▸ Provided information:
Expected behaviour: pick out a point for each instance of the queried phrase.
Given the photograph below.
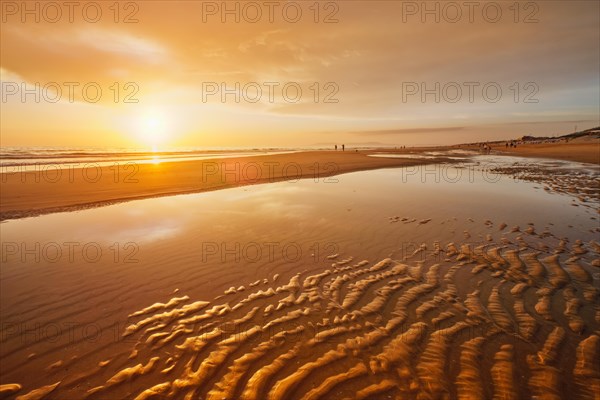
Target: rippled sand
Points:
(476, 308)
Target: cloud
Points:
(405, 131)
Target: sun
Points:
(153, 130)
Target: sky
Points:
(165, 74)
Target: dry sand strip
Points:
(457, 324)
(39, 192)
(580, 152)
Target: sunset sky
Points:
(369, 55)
--
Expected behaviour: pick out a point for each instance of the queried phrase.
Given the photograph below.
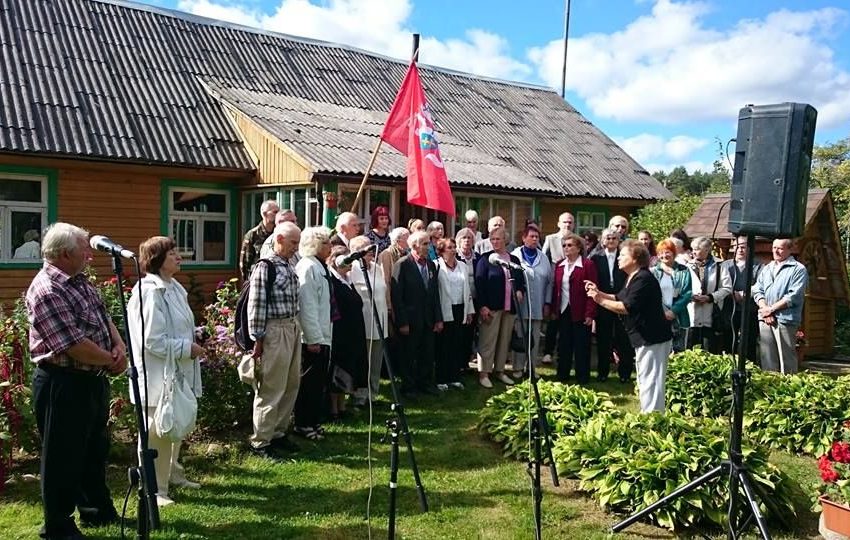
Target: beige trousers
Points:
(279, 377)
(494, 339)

▸ Instructions to follow: Filter the listing above, keeping only the lines that contain the string "Target".

▸ Result for this exercise:
Target: rippled sand
Target: cloud
Target: sun
Target: sky
Target: dry sand strip
Target: sunset sky
Target: beige trousers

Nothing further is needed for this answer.